--- Work instructions ---
Convert the lines below into a JSON list of strings, one string per line and no entries for blank lines. Omit the pictures from your answer.

--- Lines of labeled points ---
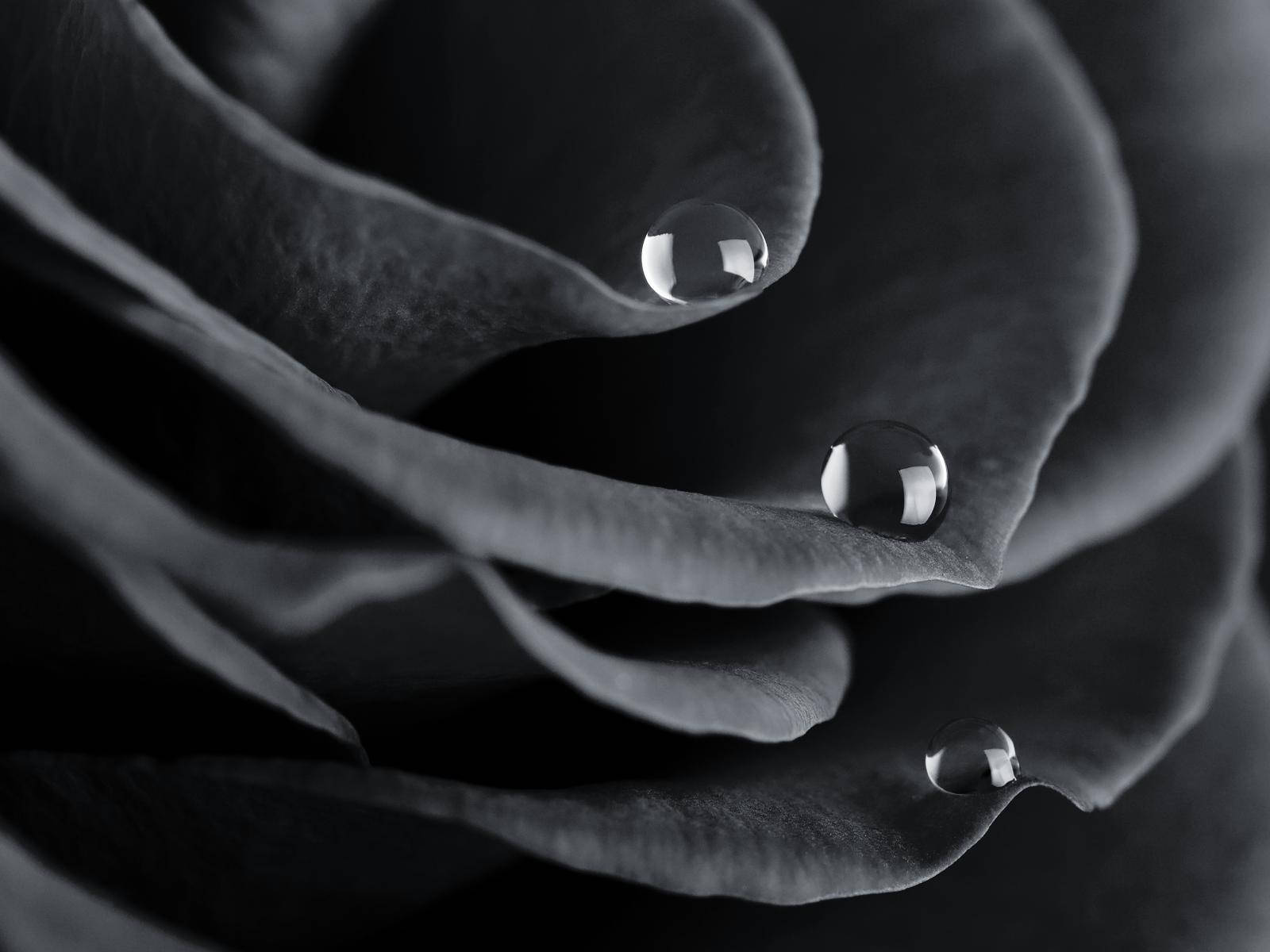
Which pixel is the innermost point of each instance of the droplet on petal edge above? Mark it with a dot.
(887, 478)
(971, 755)
(702, 251)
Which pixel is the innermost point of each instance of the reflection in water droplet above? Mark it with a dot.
(971, 755)
(887, 478)
(702, 251)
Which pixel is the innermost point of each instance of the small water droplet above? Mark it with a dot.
(702, 251)
(887, 478)
(971, 755)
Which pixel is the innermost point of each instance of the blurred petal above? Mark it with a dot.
(44, 912)
(971, 253)
(277, 56)
(1187, 89)
(1062, 663)
(257, 869)
(378, 291)
(768, 674)
(1178, 865)
(105, 654)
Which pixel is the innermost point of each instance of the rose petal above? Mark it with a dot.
(971, 251)
(44, 912)
(1180, 863)
(541, 116)
(1187, 90)
(848, 809)
(403, 625)
(279, 57)
(575, 526)
(378, 291)
(245, 867)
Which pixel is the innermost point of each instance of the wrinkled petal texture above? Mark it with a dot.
(683, 546)
(378, 291)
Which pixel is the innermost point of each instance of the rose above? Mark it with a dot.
(213, 549)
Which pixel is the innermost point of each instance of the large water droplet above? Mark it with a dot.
(971, 755)
(887, 478)
(702, 251)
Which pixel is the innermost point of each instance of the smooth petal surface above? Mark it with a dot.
(252, 869)
(1187, 90)
(44, 912)
(1178, 865)
(378, 291)
(971, 253)
(849, 809)
(279, 57)
(575, 526)
(380, 624)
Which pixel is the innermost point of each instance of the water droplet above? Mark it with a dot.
(702, 251)
(887, 478)
(971, 755)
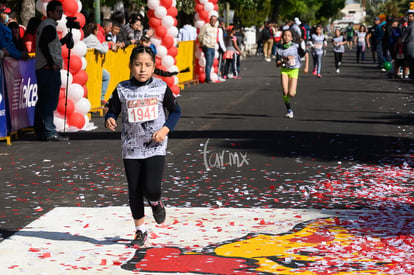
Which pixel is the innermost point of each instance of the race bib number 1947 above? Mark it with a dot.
(141, 110)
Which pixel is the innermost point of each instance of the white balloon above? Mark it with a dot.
(59, 123)
(80, 49)
(167, 61)
(64, 78)
(172, 31)
(155, 41)
(75, 92)
(153, 4)
(202, 62)
(84, 63)
(161, 51)
(83, 106)
(208, 6)
(167, 21)
(160, 12)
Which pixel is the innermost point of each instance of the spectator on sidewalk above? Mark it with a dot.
(91, 41)
(6, 39)
(29, 38)
(208, 41)
(408, 41)
(112, 37)
(187, 32)
(49, 62)
(16, 39)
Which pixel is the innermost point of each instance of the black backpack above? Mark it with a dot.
(266, 33)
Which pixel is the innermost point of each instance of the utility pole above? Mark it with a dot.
(97, 11)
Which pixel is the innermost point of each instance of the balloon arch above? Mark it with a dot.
(162, 19)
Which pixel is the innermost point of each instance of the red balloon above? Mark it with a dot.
(70, 107)
(80, 77)
(85, 91)
(62, 93)
(168, 41)
(150, 13)
(75, 64)
(80, 18)
(154, 22)
(169, 81)
(157, 61)
(173, 51)
(161, 31)
(172, 11)
(166, 3)
(204, 16)
(70, 7)
(175, 89)
(65, 51)
(162, 68)
(76, 120)
(202, 77)
(199, 7)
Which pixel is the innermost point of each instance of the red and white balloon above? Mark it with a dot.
(162, 20)
(77, 105)
(204, 10)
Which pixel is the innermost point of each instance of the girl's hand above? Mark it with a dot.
(110, 123)
(160, 135)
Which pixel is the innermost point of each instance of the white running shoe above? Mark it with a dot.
(289, 114)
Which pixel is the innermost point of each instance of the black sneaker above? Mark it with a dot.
(158, 211)
(139, 238)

--- Task answer ---
[
  "Which pixel is the innermost point of each instance of the droplet on petal edge above? Mark it with a dot.",
  "(887, 478)",
  "(971, 755)",
  "(702, 251)",
  "Which pixel is the innermost point of each instance of the reflection in water droplet above? Mark it with a dot.",
  "(971, 755)",
  "(887, 478)",
  "(702, 251)",
  "Which pixel is the innermost point of each instance of the small water droplet above? Mark it with a dot.",
  "(702, 251)",
  "(887, 478)",
  "(971, 755)",
  "Which pixel is the innermost point of each instance of the blurred petal above? Mark it with a dot.",
  "(44, 912)",
  "(971, 253)",
  "(277, 56)",
  "(1187, 89)",
  "(1062, 663)",
  "(257, 869)",
  "(378, 291)",
  "(768, 674)",
  "(1178, 865)",
  "(105, 654)",
  "Which pixel is the innermost point of each instance of the rose petal above? Mark it with a dot.",
  "(971, 251)",
  "(44, 912)",
  "(1180, 863)",
  "(541, 116)",
  "(1187, 90)",
  "(848, 809)",
  "(403, 625)",
  "(279, 57)",
  "(575, 526)",
  "(378, 291)",
  "(245, 867)",
  "Which pixel is the innermost point of each instance of the wrinkled petal texture above? Mark it with a dot.",
  "(683, 546)",
  "(378, 291)",
  "Which pixel is the innermost point of each instance of the rose above? Mark it with a dot.",
  "(213, 549)",
  "Which pixel is the innermost point of each instance of the large water droplet above? Mark it with a dot.",
  "(971, 755)",
  "(887, 478)",
  "(702, 251)",
  "Which pixel is the innermost point of each instance of the smooth petal surface above? Mark it with a dot.",
  "(252, 869)",
  "(1187, 90)",
  "(44, 912)",
  "(1178, 865)",
  "(378, 291)",
  "(971, 253)",
  "(849, 809)",
  "(279, 57)",
  "(575, 526)",
  "(380, 624)",
  "Which pixel is the innermost point of each instance of the water droplet above? Mark it with a dot.",
  "(702, 251)",
  "(887, 478)",
  "(971, 755)",
  "Which pixel is the innermost point of each instance of the race bib number 1947 above? Mark it with a dot.",
  "(141, 110)",
  "Which pixel is the innermost point of each instance of the white balloon above? Mark it with a dot.",
  "(59, 123)",
  "(80, 49)",
  "(167, 61)",
  "(64, 78)",
  "(172, 31)",
  "(155, 41)",
  "(75, 92)",
  "(153, 4)",
  "(202, 62)",
  "(84, 63)",
  "(161, 51)",
  "(83, 106)",
  "(208, 6)",
  "(167, 21)",
  "(160, 12)",
  "Which pixel is the innermost point of each instance of the spectator on sidewalk above? Mark it with a dot.",
  "(91, 41)",
  "(6, 39)",
  "(29, 38)",
  "(208, 41)",
  "(408, 41)",
  "(112, 37)",
  "(187, 32)",
  "(49, 62)",
  "(16, 39)",
  "Which pixel is the innermost point of each instance of the black backpack above? Mark it with a dot.",
  "(266, 33)",
  "Which pixel is the innermost point of each instance of the utility pole above? Mark it with a dot.",
  "(97, 11)",
  "Which pixel is the innermost point of each instance of the balloon arch above? Mark it with a dot.",
  "(162, 19)",
  "Which pixel is the innermost point of each instance of the red balloon above? Mark it with a dot.",
  "(70, 107)",
  "(80, 77)",
  "(85, 91)",
  "(62, 93)",
  "(168, 41)",
  "(150, 13)",
  "(75, 64)",
  "(80, 18)",
  "(154, 22)",
  "(169, 81)",
  "(157, 61)",
  "(173, 51)",
  "(161, 31)",
  "(172, 11)",
  "(166, 3)",
  "(204, 16)",
  "(70, 7)",
  "(175, 89)",
  "(65, 51)",
  "(162, 68)",
  "(76, 120)",
  "(202, 77)",
  "(199, 7)",
  "Which pixel is the innermost point of each instance of the red and white balloon above? Mark it with a dot.",
  "(162, 20)",
  "(77, 105)",
  "(204, 10)",
  "Which pixel is the innermost point of each instance of the girl's hand above? Mark it with a dot.",
  "(110, 123)",
  "(160, 135)",
  "Which pixel is the innermost point of each instance of the white running shoe above? Mark it with a dot.",
  "(289, 114)",
  "Which pixel is the innermost point of each instance of the black sneaker above? Mark it with a dot.",
  "(158, 211)",
  "(139, 238)"
]